— Brief a —
In the listing, begin at the line that has "Inspection task — the maroon" and stop after the line that has "[[1047, 295, 1292, 724]]". Reproduce those lines with "maroon" changed to "burgundy" and everything else left as is.
========================
Papyrus 77 (in the Gregory-Aland numbering), designated by 𝔓77, is a papyrus manuscript of the Gospel of Matthew verses 23:30-39. It is written in Greek and has palaeographically been assigned a date anywhere from the middle 2nd century to the early 3rd century.

According to Comfort, Papyrus 77 together with Papyrus 103 probably belong to the same codex.

 Text 
The Greek text of this codex is a representative of the Alexandrian text-type. Aland ascribed it as a “at least normal text”, and placed it in Category I. 
𝔓77 has the closest affinity with Codex Sinaiticus.

 Present location 
It is currently housed at the Sackler Library (P. Oxy. 2683) in Oxford.

Textual Variants 

 23:30: Rearranges the words αυτων κοινωνοι (their partners) to κοινωνοι αυτων ('partners of them').
========================
— Brief b —
Answer these from the Papyrus 77 article:
(i) Which Gospel and verses does the manuscript contain?
(ii) Where is it currently housed?
(iii) Which codex is it said to have the closest affinity with?

— Data shown —
========================
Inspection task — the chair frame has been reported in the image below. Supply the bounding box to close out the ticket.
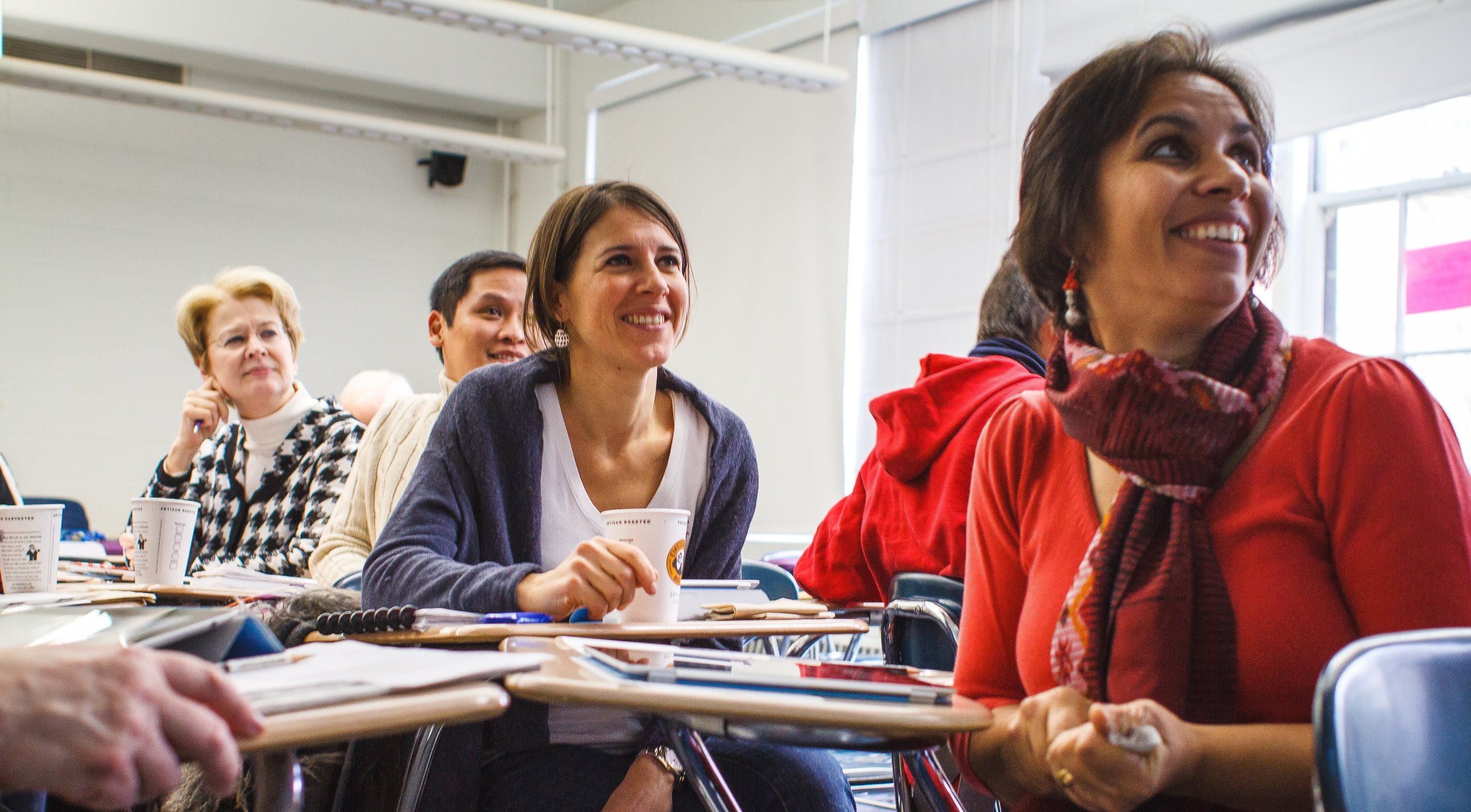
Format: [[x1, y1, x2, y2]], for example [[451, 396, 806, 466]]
[[1312, 628, 1471, 812], [880, 597, 965, 812]]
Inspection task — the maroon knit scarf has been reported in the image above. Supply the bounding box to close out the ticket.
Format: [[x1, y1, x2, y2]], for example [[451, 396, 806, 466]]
[[1047, 295, 1292, 724]]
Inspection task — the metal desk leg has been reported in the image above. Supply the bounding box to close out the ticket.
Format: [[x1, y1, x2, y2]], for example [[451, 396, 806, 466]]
[[250, 750, 306, 812], [894, 747, 965, 812], [663, 719, 741, 812], [888, 753, 913, 812]]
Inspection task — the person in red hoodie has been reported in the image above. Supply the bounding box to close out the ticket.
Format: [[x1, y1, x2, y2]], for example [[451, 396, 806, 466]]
[[794, 251, 1053, 603]]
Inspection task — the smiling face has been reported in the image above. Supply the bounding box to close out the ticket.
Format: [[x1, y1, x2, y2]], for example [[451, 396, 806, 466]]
[[1078, 74, 1275, 351], [430, 268, 530, 381], [553, 206, 690, 370], [200, 295, 296, 419]]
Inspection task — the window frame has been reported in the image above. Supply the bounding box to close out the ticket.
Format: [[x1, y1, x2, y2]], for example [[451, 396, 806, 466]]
[[1308, 165, 1471, 362]]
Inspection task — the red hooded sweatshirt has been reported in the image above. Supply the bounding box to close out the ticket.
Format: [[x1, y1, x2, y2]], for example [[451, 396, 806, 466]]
[[796, 354, 1043, 603]]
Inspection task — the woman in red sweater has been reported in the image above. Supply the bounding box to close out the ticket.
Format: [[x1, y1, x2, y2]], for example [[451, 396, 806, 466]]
[[952, 32, 1471, 812]]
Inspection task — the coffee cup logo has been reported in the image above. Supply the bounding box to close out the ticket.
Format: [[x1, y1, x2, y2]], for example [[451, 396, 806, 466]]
[[665, 539, 684, 587]]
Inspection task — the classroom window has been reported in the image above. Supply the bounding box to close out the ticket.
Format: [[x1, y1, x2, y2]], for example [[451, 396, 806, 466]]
[[1315, 96, 1471, 459]]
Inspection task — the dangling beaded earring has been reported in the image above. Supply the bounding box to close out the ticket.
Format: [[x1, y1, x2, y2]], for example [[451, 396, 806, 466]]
[[1062, 260, 1083, 328]]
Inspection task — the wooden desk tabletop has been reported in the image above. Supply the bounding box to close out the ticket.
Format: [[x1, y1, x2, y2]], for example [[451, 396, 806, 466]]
[[76, 581, 277, 605], [506, 662, 991, 743], [238, 683, 510, 753], [306, 619, 868, 646]]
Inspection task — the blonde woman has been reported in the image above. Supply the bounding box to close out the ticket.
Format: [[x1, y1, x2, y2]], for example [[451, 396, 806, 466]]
[[133, 266, 363, 575]]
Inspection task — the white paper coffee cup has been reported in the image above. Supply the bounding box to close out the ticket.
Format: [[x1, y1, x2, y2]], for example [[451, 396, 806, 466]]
[[132, 497, 199, 587], [603, 508, 690, 624], [0, 505, 63, 594]]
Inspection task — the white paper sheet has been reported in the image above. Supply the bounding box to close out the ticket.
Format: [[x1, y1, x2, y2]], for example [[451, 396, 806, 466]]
[[225, 640, 552, 714]]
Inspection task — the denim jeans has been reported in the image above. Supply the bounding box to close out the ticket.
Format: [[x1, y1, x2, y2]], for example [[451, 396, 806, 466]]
[[480, 737, 853, 812]]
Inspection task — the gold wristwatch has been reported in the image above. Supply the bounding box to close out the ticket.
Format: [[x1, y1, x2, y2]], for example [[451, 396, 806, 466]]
[[643, 744, 684, 784]]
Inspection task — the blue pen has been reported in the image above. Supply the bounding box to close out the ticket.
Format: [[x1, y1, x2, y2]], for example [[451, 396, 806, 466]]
[[480, 612, 552, 624]]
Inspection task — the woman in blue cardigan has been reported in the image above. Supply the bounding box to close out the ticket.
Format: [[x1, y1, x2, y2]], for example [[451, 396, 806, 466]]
[[363, 181, 853, 812]]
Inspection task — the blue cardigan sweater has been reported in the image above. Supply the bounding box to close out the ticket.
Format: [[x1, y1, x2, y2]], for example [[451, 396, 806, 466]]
[[362, 353, 758, 809]]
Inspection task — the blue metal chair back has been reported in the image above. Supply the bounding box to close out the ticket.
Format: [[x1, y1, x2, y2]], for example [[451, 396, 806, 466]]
[[740, 561, 799, 600], [884, 572, 965, 671], [1312, 628, 1471, 812]]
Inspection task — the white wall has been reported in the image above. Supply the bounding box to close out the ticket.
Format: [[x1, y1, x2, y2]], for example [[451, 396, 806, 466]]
[[597, 28, 858, 534], [847, 0, 1049, 477], [0, 81, 503, 533]]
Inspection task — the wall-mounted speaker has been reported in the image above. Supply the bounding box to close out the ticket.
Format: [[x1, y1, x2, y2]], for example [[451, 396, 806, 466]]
[[419, 151, 465, 188]]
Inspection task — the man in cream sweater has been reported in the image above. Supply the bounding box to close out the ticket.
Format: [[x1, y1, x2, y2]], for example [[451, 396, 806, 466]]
[[307, 251, 530, 587]]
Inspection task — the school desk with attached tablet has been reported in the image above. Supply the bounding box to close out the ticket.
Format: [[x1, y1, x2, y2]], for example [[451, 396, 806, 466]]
[[240, 683, 510, 812], [306, 618, 868, 656], [502, 637, 991, 812], [225, 641, 547, 812]]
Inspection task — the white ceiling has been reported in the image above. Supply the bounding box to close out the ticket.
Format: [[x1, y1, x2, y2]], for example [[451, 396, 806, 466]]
[[516, 0, 624, 15]]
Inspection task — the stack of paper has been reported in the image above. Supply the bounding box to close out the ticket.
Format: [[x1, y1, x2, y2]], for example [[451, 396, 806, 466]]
[[188, 565, 318, 596], [227, 640, 552, 714]]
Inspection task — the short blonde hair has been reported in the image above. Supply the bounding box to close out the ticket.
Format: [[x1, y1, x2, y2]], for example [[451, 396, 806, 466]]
[[175, 265, 302, 372]]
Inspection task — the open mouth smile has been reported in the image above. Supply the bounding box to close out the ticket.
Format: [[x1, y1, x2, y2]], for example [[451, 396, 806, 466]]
[[621, 313, 669, 326], [1172, 222, 1246, 243]]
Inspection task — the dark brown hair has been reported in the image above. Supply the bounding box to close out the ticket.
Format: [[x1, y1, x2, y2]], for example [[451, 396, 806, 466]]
[[521, 181, 694, 382], [1014, 28, 1284, 328], [975, 247, 1047, 351]]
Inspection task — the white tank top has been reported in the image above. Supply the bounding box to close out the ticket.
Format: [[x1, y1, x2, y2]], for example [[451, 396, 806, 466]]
[[537, 384, 710, 752]]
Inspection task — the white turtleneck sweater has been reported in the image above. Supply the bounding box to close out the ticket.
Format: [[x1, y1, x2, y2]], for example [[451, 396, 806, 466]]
[[240, 381, 316, 499]]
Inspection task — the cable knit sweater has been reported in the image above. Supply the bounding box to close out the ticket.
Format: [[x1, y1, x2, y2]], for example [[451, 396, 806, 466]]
[[307, 369, 455, 587]]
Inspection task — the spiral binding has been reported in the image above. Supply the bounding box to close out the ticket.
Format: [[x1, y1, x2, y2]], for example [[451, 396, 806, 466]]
[[316, 605, 418, 634]]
========================
— Task answer a —
Inspection task — the burgundy knit scarf has been reported in the image above. Supply the bounding box to close out the ticket.
Format: [[x1, y1, x2, y2]], for example [[451, 396, 806, 466]]
[[1047, 295, 1292, 724]]

— Task answer b —
(i) The Gospel of Matthew, verses 23:30-39
(ii) At the Sackler Library in Oxford
(iii) Codex Sinaiticus